**Your task**:
For every record that follows, transcribe the text exactly and leave any image out.
(Data in this exercise Opens)
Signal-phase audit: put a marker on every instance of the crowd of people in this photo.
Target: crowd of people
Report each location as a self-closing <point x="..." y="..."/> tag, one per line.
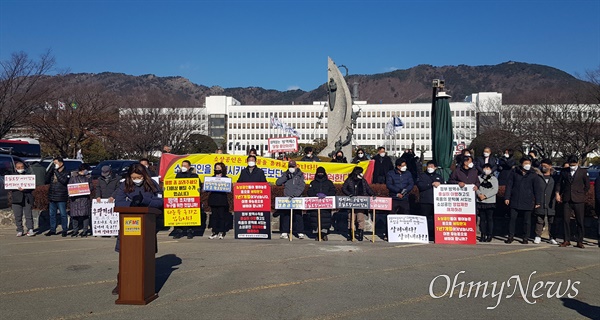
<point x="532" y="191"/>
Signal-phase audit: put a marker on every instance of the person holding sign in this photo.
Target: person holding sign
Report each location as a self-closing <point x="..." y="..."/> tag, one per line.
<point x="219" y="205"/>
<point x="22" y="202"/>
<point x="252" y="173"/>
<point x="81" y="205"/>
<point x="465" y="174"/>
<point x="356" y="185"/>
<point x="486" y="202"/>
<point x="58" y="194"/>
<point x="138" y="190"/>
<point x="186" y="172"/>
<point x="293" y="184"/>
<point x="522" y="195"/>
<point x="321" y="187"/>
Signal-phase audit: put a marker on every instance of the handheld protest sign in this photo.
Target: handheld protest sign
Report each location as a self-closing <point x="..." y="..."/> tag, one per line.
<point x="319" y="222"/>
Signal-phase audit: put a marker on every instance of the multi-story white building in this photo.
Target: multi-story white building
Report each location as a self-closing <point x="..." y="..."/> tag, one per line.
(Data in this exercise Closes)
**Expected answer**:
Signal-phase audit: put a marker on every instance of the crowd of people in this photo.
Target: crowd of people
Report each location as a self-closing <point x="..." y="..."/> tag, one per line.
<point x="532" y="191"/>
Signal-phase audit: put a marker on every instance of the person holding sign in this photo.
Target: person holding sign
Report each location as a self-closing <point x="..." y="..."/> tag, one per line.
<point x="219" y="205"/>
<point x="22" y="202"/>
<point x="252" y="173"/>
<point x="81" y="205"/>
<point x="465" y="174"/>
<point x="356" y="185"/>
<point x="486" y="202"/>
<point x="58" y="194"/>
<point x="138" y="190"/>
<point x="186" y="172"/>
<point x="293" y="184"/>
<point x="522" y="195"/>
<point x="321" y="187"/>
Signal-phase audit: put a marker on every instance of the handheld protest sign in this photo.
Target: handheld protest sign
Report each location as a self-closing <point x="..." y="..."/> tag, one per line.
<point x="319" y="222"/>
Signal-phase audit: put a marker on every instance of the multi-story white building in this photo.
Target: multi-story white building
Report each location as a self-closing <point x="..." y="..."/> tag, one per line.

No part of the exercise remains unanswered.